■ Your task:
Rewrite everything from the line containing "target: blurred blossom background" down to the line containing "822), (175, 841)]]", with "even-odd" changed to "nonzero" and nothing else altered.

■ Information provided:
_____

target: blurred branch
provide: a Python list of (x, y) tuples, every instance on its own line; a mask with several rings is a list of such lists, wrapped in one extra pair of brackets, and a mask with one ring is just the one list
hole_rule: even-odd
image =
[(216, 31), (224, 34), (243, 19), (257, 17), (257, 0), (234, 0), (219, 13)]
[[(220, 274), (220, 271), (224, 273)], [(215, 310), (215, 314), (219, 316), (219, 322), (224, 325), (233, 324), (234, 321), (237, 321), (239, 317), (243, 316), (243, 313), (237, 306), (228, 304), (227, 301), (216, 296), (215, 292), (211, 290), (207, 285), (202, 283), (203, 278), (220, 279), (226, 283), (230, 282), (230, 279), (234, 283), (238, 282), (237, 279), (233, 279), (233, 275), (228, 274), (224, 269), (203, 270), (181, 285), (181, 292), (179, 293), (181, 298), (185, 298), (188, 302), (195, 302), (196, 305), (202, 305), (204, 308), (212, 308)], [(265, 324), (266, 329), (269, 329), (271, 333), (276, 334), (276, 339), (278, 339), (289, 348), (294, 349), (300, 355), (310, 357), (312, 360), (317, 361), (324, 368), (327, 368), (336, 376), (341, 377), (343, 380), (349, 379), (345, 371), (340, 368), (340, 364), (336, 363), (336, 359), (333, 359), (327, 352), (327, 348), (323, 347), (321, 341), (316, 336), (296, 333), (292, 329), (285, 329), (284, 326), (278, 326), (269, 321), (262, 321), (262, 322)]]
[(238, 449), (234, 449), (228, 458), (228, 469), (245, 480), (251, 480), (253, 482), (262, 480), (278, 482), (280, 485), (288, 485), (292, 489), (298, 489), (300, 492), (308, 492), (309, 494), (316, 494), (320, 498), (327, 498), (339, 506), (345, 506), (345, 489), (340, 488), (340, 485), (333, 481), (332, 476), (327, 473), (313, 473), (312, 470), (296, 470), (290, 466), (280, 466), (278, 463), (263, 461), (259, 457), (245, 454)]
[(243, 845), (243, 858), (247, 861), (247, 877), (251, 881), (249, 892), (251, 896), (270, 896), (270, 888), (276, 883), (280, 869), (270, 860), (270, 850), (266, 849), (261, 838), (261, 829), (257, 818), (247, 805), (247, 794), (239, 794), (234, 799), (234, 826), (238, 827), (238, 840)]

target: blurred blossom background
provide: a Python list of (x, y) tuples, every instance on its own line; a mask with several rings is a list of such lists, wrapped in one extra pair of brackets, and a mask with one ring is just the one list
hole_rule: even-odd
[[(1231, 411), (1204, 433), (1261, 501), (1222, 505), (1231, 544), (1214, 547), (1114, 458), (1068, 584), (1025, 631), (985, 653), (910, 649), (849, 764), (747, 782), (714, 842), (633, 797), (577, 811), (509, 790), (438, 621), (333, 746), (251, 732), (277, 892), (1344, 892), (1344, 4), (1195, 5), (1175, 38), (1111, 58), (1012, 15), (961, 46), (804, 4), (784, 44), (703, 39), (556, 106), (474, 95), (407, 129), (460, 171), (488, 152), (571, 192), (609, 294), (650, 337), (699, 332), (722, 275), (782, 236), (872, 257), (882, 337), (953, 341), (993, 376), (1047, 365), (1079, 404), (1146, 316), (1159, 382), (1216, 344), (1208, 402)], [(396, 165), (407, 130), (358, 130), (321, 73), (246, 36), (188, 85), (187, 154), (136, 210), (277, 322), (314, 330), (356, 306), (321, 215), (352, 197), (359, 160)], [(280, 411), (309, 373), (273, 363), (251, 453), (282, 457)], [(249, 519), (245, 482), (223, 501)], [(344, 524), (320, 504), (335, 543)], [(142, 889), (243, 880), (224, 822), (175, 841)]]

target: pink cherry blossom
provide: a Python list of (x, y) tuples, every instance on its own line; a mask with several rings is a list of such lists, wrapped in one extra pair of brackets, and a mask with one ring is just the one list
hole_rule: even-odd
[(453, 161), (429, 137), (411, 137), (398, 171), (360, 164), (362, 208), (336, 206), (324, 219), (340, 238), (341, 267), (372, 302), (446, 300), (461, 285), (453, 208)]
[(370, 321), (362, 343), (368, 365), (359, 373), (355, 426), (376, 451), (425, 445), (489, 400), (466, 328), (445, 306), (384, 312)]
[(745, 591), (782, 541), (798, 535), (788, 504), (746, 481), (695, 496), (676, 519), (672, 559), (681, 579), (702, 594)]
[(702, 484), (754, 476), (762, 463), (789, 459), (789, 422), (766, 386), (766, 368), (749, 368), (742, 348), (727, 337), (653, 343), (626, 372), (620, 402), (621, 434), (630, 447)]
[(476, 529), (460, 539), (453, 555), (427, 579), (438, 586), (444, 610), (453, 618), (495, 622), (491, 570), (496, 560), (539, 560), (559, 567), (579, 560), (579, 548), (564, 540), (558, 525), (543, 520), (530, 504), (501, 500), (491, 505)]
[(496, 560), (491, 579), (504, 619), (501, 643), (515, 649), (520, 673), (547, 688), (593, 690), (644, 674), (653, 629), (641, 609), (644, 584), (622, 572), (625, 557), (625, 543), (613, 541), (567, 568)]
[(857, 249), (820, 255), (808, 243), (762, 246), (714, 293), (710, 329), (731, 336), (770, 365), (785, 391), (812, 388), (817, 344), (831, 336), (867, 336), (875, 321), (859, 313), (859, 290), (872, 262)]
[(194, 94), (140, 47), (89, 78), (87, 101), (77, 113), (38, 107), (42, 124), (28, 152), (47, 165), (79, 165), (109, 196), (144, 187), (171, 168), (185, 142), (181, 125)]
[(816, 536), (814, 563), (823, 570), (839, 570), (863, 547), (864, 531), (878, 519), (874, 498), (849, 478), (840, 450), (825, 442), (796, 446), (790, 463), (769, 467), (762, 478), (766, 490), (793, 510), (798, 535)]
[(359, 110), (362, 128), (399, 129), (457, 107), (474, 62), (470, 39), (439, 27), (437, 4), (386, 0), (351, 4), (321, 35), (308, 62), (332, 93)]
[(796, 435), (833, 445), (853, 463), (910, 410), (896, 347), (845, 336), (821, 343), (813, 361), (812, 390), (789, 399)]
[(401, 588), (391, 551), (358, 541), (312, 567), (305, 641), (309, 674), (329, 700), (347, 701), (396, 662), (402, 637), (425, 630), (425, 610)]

_____

■ Result below:
target: blurred blossom background
provide: a Python list of (x, y) tuples, every instance on its own line; a mask with several rings is a list of such lists, wrapped in one extra pair of brackets, and a mask with one ring is just the one list
hole_rule: nonzero
[[(1231, 411), (1204, 433), (1261, 501), (1222, 505), (1231, 544), (1214, 547), (1114, 458), (1068, 584), (1025, 631), (985, 653), (910, 649), (849, 764), (747, 782), (714, 842), (633, 797), (577, 811), (509, 790), (438, 621), (333, 746), (251, 732), (277, 892), (1344, 892), (1344, 4), (1195, 5), (1175, 38), (1111, 58), (1012, 15), (961, 46), (804, 4), (784, 44), (703, 39), (556, 106), (474, 95), (407, 129), (460, 171), (488, 152), (571, 192), (609, 294), (650, 337), (699, 332), (722, 275), (782, 236), (872, 257), (882, 337), (953, 341), (993, 376), (1047, 365), (1079, 404), (1146, 316), (1159, 382), (1216, 344), (1208, 402)], [(396, 165), (407, 130), (358, 130), (321, 73), (246, 36), (188, 85), (187, 154), (136, 210), (277, 322), (314, 330), (356, 306), (321, 215), (352, 197), (359, 160)], [(280, 411), (309, 373), (273, 363), (251, 453), (282, 457)], [(249, 519), (245, 482), (223, 501)], [(344, 524), (320, 504), (335, 543)], [(142, 889), (243, 880), (224, 822), (175, 841)]]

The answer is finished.